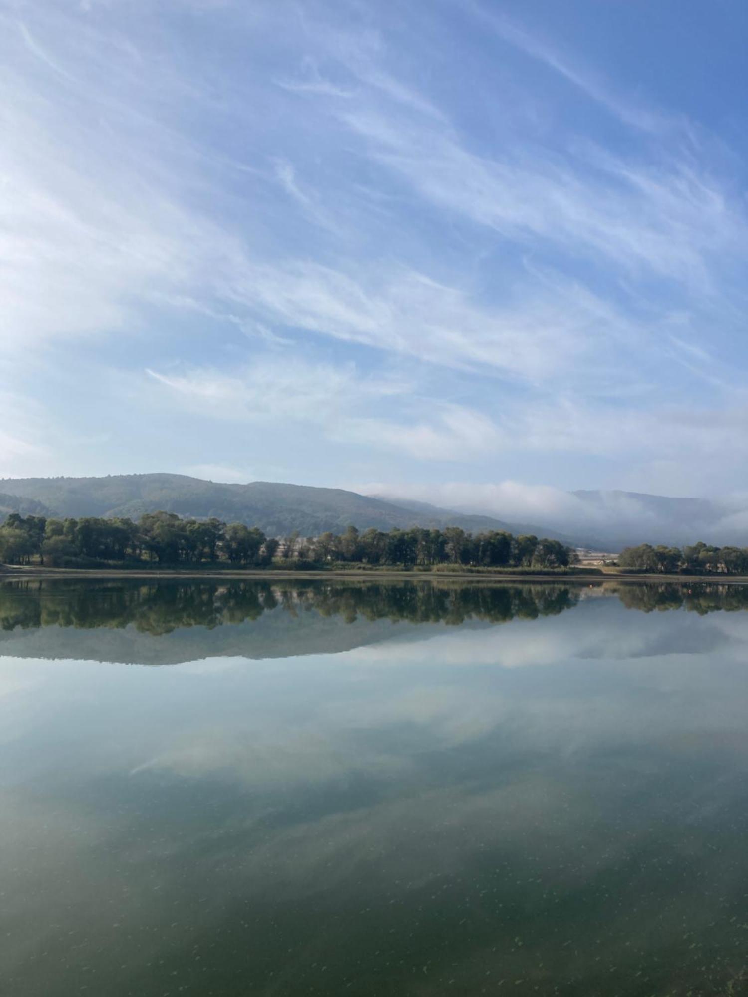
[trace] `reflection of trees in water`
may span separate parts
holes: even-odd
[[[629,609],[680,609],[708,613],[748,609],[748,586],[619,584],[614,592]],[[347,582],[281,579],[16,579],[0,585],[0,627],[124,627],[151,634],[177,627],[215,627],[254,620],[280,608],[289,616],[315,612],[352,623],[390,619],[412,623],[500,623],[535,619],[576,605],[580,590],[560,584],[496,585],[449,582]]]
[[[177,627],[243,623],[277,607],[292,616],[313,611],[350,623],[363,617],[458,624],[468,619],[535,619],[561,613],[577,601],[575,591],[549,584],[19,579],[0,585],[0,627],[134,624],[141,631],[162,634]]]
[[[717,609],[748,609],[748,585],[634,584],[621,585],[614,591],[628,609],[640,609],[645,613],[654,609],[686,609],[704,615]]]

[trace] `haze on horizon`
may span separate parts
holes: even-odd
[[[747,31],[0,0],[0,478],[748,492]]]

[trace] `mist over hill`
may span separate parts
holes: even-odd
[[[317,536],[326,530],[342,532],[349,524],[382,530],[461,526],[473,533],[535,533],[610,551],[643,542],[682,545],[698,539],[748,545],[748,500],[741,498],[716,502],[512,483],[376,488],[373,494],[361,494],[275,482],[222,484],[172,474],[5,479],[0,480],[0,521],[14,511],[138,518],[165,509],[184,517],[245,522],[269,536],[293,530]]]
[[[352,524],[359,529],[373,526],[382,530],[410,526],[461,526],[471,532],[506,529],[567,539],[542,525],[506,522],[494,516],[458,512],[423,502],[400,505],[343,489],[304,485],[272,482],[225,485],[186,475],[152,474],[12,479],[2,483],[3,488],[6,486],[16,494],[16,503],[36,502],[37,514],[138,518],[144,512],[164,509],[181,516],[215,516],[227,522],[245,522],[258,526],[269,536],[293,530],[302,536],[316,536],[326,530],[342,532]]]
[[[748,499],[719,501],[620,490],[565,492],[551,486],[445,483],[362,485],[367,495],[417,506],[423,498],[461,512],[541,522],[579,545],[617,551],[638,543],[748,545]],[[551,533],[549,532],[549,535]]]

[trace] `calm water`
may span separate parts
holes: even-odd
[[[0,584],[0,993],[748,992],[746,608]]]

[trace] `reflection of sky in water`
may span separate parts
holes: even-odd
[[[4,991],[741,978],[748,614],[380,623],[330,654],[0,658]]]

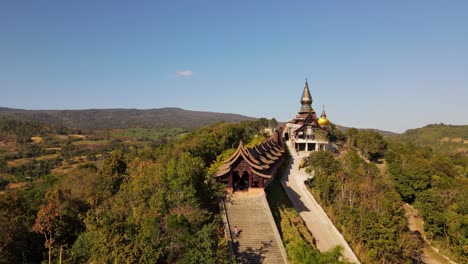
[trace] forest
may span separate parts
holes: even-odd
[[[239,140],[256,144],[277,124],[81,130],[0,119],[0,263],[233,263],[224,186],[210,175]],[[420,260],[405,203],[427,239],[466,259],[465,152],[353,128],[333,137],[340,152],[311,154],[309,186],[363,263]],[[318,252],[277,182],[266,191],[292,263],[343,263],[339,249]]]
[[[363,263],[421,261],[427,245],[420,232],[408,229],[405,203],[419,210],[424,238],[463,262],[468,257],[466,152],[418,146],[414,136],[409,141],[406,136],[346,130],[339,154],[310,155],[310,190]]]
[[[134,129],[60,140],[44,124],[2,120],[0,262],[231,262],[218,213],[224,188],[207,171],[224,150],[268,125],[258,119],[177,135],[155,131],[170,137],[147,142],[138,129],[142,137],[133,141],[116,137]],[[22,133],[41,141],[17,141]],[[38,150],[22,151],[31,148]],[[38,169],[37,160],[51,165]]]

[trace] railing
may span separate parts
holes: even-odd
[[[284,263],[289,263],[288,255],[286,254],[286,249],[284,248],[284,245],[283,245],[283,240],[281,240],[281,236],[278,232],[278,227],[276,226],[276,222],[275,222],[275,219],[273,218],[273,214],[271,213],[270,206],[268,205],[265,192],[262,192],[262,201],[263,201],[263,206],[265,207],[265,210],[268,215],[268,220],[270,221],[271,227],[273,229],[273,233],[276,237],[276,241],[278,241],[278,247],[281,251],[281,256],[283,256]]]
[[[236,256],[236,252],[234,251],[234,245],[233,245],[233,239],[232,239],[232,233],[231,233],[231,225],[229,224],[229,217],[227,215],[226,203],[224,201],[224,197],[219,202],[219,207],[221,211],[221,218],[223,219],[224,236],[228,243],[229,255],[233,257],[235,262],[237,263],[237,256]]]

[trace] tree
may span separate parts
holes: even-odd
[[[375,160],[384,154],[387,142],[378,132],[361,130],[357,135],[356,147],[367,159]]]
[[[47,204],[41,206],[39,212],[37,212],[37,218],[33,226],[33,231],[44,236],[44,246],[49,252],[49,264],[52,263],[52,249],[55,247],[57,237],[63,229],[58,207],[59,205],[53,200],[49,200]]]
[[[57,245],[72,244],[83,230],[77,214],[84,210],[81,203],[70,197],[69,190],[52,189],[46,198],[47,202],[37,212],[32,230],[44,236],[44,246],[51,263],[52,250]]]
[[[273,117],[271,120],[270,120],[270,127],[275,129],[276,127],[278,127],[278,121],[276,121],[276,119]]]

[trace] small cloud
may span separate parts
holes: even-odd
[[[185,70],[185,71],[177,71],[178,76],[190,77],[192,76],[192,70]]]

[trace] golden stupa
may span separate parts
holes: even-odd
[[[319,126],[326,126],[328,123],[330,123],[330,121],[328,120],[327,114],[325,113],[325,107],[323,107],[322,115],[317,120],[317,124],[319,124]]]

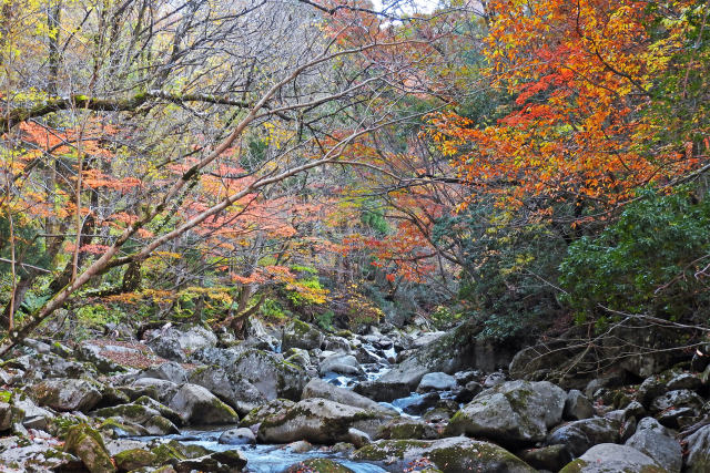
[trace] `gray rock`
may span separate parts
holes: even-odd
[[[178,412],[185,423],[206,425],[239,422],[239,417],[232,408],[197,384],[183,384],[169,407]]]
[[[40,405],[58,411],[90,411],[101,399],[101,392],[89,381],[51,379],[32,387],[32,395]]]
[[[276,353],[250,349],[241,353],[231,366],[222,366],[227,374],[252,383],[267,400],[301,399],[308,377],[300,367],[284,361]]]
[[[662,426],[659,424],[659,428]],[[646,453],[670,473],[680,473],[683,457],[680,443],[657,428],[637,425],[636,433],[626,441],[625,445],[632,446]]]
[[[313,350],[314,348],[321,348],[323,338],[321,330],[301,320],[292,320],[284,327],[281,350],[286,351],[290,348]]]
[[[443,473],[532,473],[537,470],[507,450],[464,436],[426,440],[381,440],[353,454],[354,460],[379,462],[389,472],[403,472],[426,459]]]
[[[507,368],[513,351],[509,347],[480,339],[480,327],[462,323],[446,335],[429,341],[376,381],[355,388],[375,401],[393,401],[414,391],[426,373],[455,373],[462,369],[495,371]]]
[[[327,373],[358,376],[364,373],[363,367],[357,362],[357,358],[343,353],[336,353],[323,360],[320,372],[321,376]]]
[[[297,440],[322,444],[349,442],[349,429],[374,436],[389,419],[390,415],[382,412],[366,411],[326,399],[304,399],[266,417],[258,428],[257,436],[264,443],[290,443]]]
[[[562,444],[572,456],[579,456],[594,445],[619,441],[619,423],[609,419],[594,418],[570,422],[555,429],[547,436],[548,445]]]
[[[594,414],[594,405],[591,405],[589,399],[587,399],[587,397],[585,397],[581,391],[572,389],[567,393],[562,418],[570,421],[578,421],[581,419],[589,419]]]
[[[151,391],[152,395],[162,403],[170,402],[179,389],[176,383],[158,378],[139,378],[133,381],[132,387]]]
[[[508,381],[474,398],[452,418],[447,432],[506,443],[538,442],[561,421],[565,399],[565,391],[547,381]]]
[[[158,367],[152,367],[143,370],[138,378],[154,378],[171,381],[176,384],[187,381],[187,370],[185,370],[180,363],[174,361],[168,361]]]
[[[121,347],[123,348],[123,347]],[[103,354],[104,349],[92,343],[81,343],[74,351],[77,358],[82,361],[92,363],[102,373],[111,373],[115,371],[125,371],[125,369],[113,362],[109,357]],[[138,350],[134,350],[138,352]]]
[[[710,471],[710,425],[688,436],[687,473],[707,473]]]
[[[601,443],[569,463],[560,473],[665,473],[650,456],[636,449],[616,443]]]
[[[369,411],[382,411],[384,413],[396,413],[395,411],[384,408],[372,399],[359,395],[351,390],[338,388],[322,379],[312,379],[303,388],[301,399],[321,398],[338,402],[341,404],[352,405],[354,408],[366,409]]]
[[[417,392],[450,391],[454,388],[456,388],[456,380],[453,376],[442,372],[426,373],[419,381]]]
[[[247,428],[230,429],[222,432],[219,442],[225,445],[247,445],[256,443],[256,436]]]
[[[240,415],[267,402],[266,397],[254,384],[221,367],[199,368],[190,373],[190,382],[207,389],[233,407]]]

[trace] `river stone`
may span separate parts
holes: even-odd
[[[363,368],[357,362],[357,358],[352,354],[336,353],[321,361],[321,376],[327,373],[359,376],[363,374]]]
[[[565,410],[562,418],[569,421],[578,421],[589,419],[595,414],[595,408],[581,391],[572,389],[567,393],[565,399]]]
[[[652,418],[648,419],[656,421]],[[626,441],[625,445],[646,453],[670,473],[680,473],[683,463],[680,443],[676,439],[671,439],[666,429],[658,422],[656,422],[656,425],[649,422],[640,422],[637,425],[636,433]]]
[[[459,410],[448,434],[506,443],[539,442],[562,419],[565,391],[547,381],[508,381],[487,389]]]
[[[353,470],[343,466],[331,459],[308,459],[303,462],[294,463],[283,473],[354,473]]]
[[[256,443],[256,436],[247,428],[231,429],[222,432],[219,442],[224,445],[247,445]]]
[[[653,459],[636,449],[616,443],[601,443],[567,464],[560,473],[665,473]]]
[[[426,373],[419,381],[417,392],[450,391],[454,388],[456,388],[456,379],[453,376],[442,372]]]
[[[382,411],[385,413],[396,413],[387,409],[372,399],[359,395],[348,389],[338,388],[322,379],[314,378],[303,388],[301,399],[321,398],[339,402],[341,404],[353,405],[355,408],[366,409],[371,411]]]
[[[323,333],[321,330],[311,327],[306,322],[294,319],[284,327],[281,351],[286,351],[290,348],[313,350],[315,348],[321,348],[322,343]]]
[[[40,405],[58,411],[90,411],[101,399],[101,392],[89,381],[51,379],[32,387],[32,395]]]
[[[276,353],[256,349],[246,350],[233,364],[222,368],[234,378],[247,380],[270,401],[276,398],[297,401],[308,382],[300,367],[284,361]]]
[[[180,413],[183,422],[194,425],[239,422],[234,409],[197,384],[183,384],[171,399],[169,407]]]
[[[69,428],[64,451],[80,457],[91,473],[112,473],[116,471],[103,443],[103,438],[87,424]]]
[[[710,425],[688,436],[687,473],[706,473],[710,471]]]
[[[545,443],[564,444],[577,457],[599,443],[618,442],[619,426],[618,422],[605,418],[582,419],[555,429]]]
[[[233,407],[240,415],[267,402],[266,397],[254,384],[217,366],[197,368],[190,373],[190,382],[207,389]]]
[[[187,381],[189,374],[187,370],[185,370],[180,363],[168,361],[158,367],[151,367],[143,370],[138,378],[162,379],[180,384]]]
[[[131,388],[136,388],[138,392],[132,392],[131,398],[138,399],[142,395],[148,395],[162,403],[170,402],[173,395],[180,388],[179,384],[158,378],[139,378],[131,384]]]
[[[258,428],[257,436],[264,443],[290,443],[297,440],[321,444],[349,442],[349,429],[374,436],[389,419],[390,415],[382,412],[366,411],[327,399],[304,399],[266,417]]]
[[[381,440],[353,454],[353,460],[382,462],[389,472],[403,472],[413,464],[443,473],[532,473],[537,470],[507,450],[464,436],[426,440]]]

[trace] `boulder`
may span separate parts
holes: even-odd
[[[636,449],[616,443],[601,443],[567,464],[560,473],[665,473],[650,456]]]
[[[286,323],[283,329],[281,351],[286,351],[290,348],[302,348],[304,350],[321,348],[323,338],[321,330],[306,322],[294,319]]]
[[[507,368],[514,351],[510,346],[478,337],[475,321],[464,322],[445,336],[417,349],[409,358],[375,381],[361,383],[356,391],[375,401],[393,401],[414,391],[430,372],[448,374],[462,369],[495,371]]]
[[[267,402],[266,397],[254,384],[217,366],[197,368],[190,373],[190,382],[207,389],[234,408],[240,415]]]
[[[115,466],[101,434],[87,424],[69,428],[64,451],[77,455],[91,473],[112,473]]]
[[[687,473],[706,473],[710,471],[710,425],[706,425],[688,436]]]
[[[101,399],[101,392],[89,381],[51,379],[32,387],[32,395],[40,405],[58,411],[90,411]]]
[[[115,347],[129,350],[124,347]],[[138,350],[133,350],[138,352]],[[104,349],[93,343],[81,343],[74,351],[77,358],[92,363],[102,373],[125,371],[125,368],[111,360],[104,354]]]
[[[646,453],[670,473],[680,473],[683,463],[680,443],[656,419],[642,419],[625,445]]]
[[[581,391],[572,389],[567,393],[565,399],[565,410],[562,418],[568,421],[578,421],[589,419],[595,414],[595,408]]]
[[[443,473],[532,473],[537,470],[507,450],[488,442],[463,436],[426,440],[381,440],[353,454],[353,460],[378,462],[389,472],[403,472],[417,465],[418,471]]]
[[[487,389],[459,410],[447,433],[504,443],[532,443],[562,419],[565,391],[547,382],[508,381]]]
[[[618,422],[605,418],[582,419],[555,429],[545,443],[565,445],[577,457],[594,445],[618,442],[619,426]]]
[[[283,473],[354,473],[353,470],[343,466],[331,459],[308,459],[303,462],[294,463],[284,470]]]
[[[351,440],[349,429],[374,436],[392,417],[339,404],[327,399],[304,399],[294,405],[266,417],[258,428],[264,443],[290,443],[306,440],[333,444]]]
[[[142,395],[149,395],[162,403],[170,402],[180,388],[179,384],[158,378],[139,378],[131,387],[136,388],[130,395],[131,399],[138,399]]]
[[[558,472],[572,461],[572,455],[566,445],[548,445],[538,449],[527,449],[517,452],[520,460],[532,467],[544,471]]]
[[[185,423],[207,425],[239,422],[234,409],[197,384],[183,384],[171,399],[169,407],[180,413]]]
[[[138,378],[162,379],[176,384],[187,381],[190,373],[180,363],[168,361],[158,367],[151,367],[143,370]]]
[[[454,388],[456,388],[456,380],[453,376],[442,372],[426,373],[419,381],[417,392],[450,391]]]
[[[378,404],[372,399],[359,395],[351,390],[338,388],[317,378],[308,381],[305,388],[303,388],[301,399],[303,400],[310,398],[327,399],[341,404],[352,405],[371,411],[382,411],[390,414],[396,413],[393,410]]]
[[[256,436],[247,428],[231,429],[222,432],[219,442],[224,445],[248,445],[256,443]]]
[[[295,405],[295,402],[287,399],[274,399],[273,401],[268,401],[264,405],[260,405],[258,408],[253,409],[248,414],[244,415],[244,419],[242,419],[240,425],[253,426],[260,424],[264,419],[278,412],[288,410],[293,405]]]
[[[327,373],[359,376],[364,373],[363,367],[357,362],[357,358],[344,353],[332,354],[323,360],[320,371],[321,376],[326,376]]]
[[[435,440],[439,438],[439,434],[434,425],[427,422],[400,417],[383,425],[376,438],[384,440]]]
[[[232,364],[222,368],[230,376],[247,380],[270,401],[276,398],[297,401],[308,382],[297,366],[284,361],[276,353],[255,349],[246,350]]]

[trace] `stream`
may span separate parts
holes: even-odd
[[[327,382],[341,388],[352,389],[355,384],[364,380],[375,380],[390,370],[388,359],[394,359],[396,352],[394,348],[386,350],[376,349],[375,347],[364,343],[362,349],[373,356],[377,362],[363,363],[362,367],[365,374],[354,377],[338,373],[327,373],[323,377]],[[423,394],[412,393],[410,395],[397,399],[392,403],[382,402],[381,404],[394,408],[400,415],[416,418],[404,412],[407,407],[416,403],[422,399]],[[354,462],[347,459],[346,454],[333,452],[328,448],[313,445],[313,450],[307,452],[294,451],[288,445],[282,444],[256,444],[256,445],[225,445],[219,442],[220,435],[237,425],[221,425],[219,429],[214,426],[205,429],[184,429],[180,434],[163,436],[140,436],[132,438],[143,442],[150,441],[170,441],[178,440],[184,444],[200,445],[213,452],[239,451],[247,460],[246,472],[251,473],[282,473],[288,466],[310,459],[332,459],[354,471],[355,473],[382,473],[386,472],[383,467],[366,463]]]

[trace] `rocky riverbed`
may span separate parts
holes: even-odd
[[[569,389],[466,330],[28,340],[0,368],[0,471],[710,471],[708,371]]]

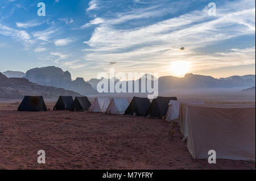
######
• What you will do
List every line from the items above that contains the string "water".

• Response to this task
[trace] `reflection of trees in water`
[trace] `calm water`
[trace] `reflection of sky in water`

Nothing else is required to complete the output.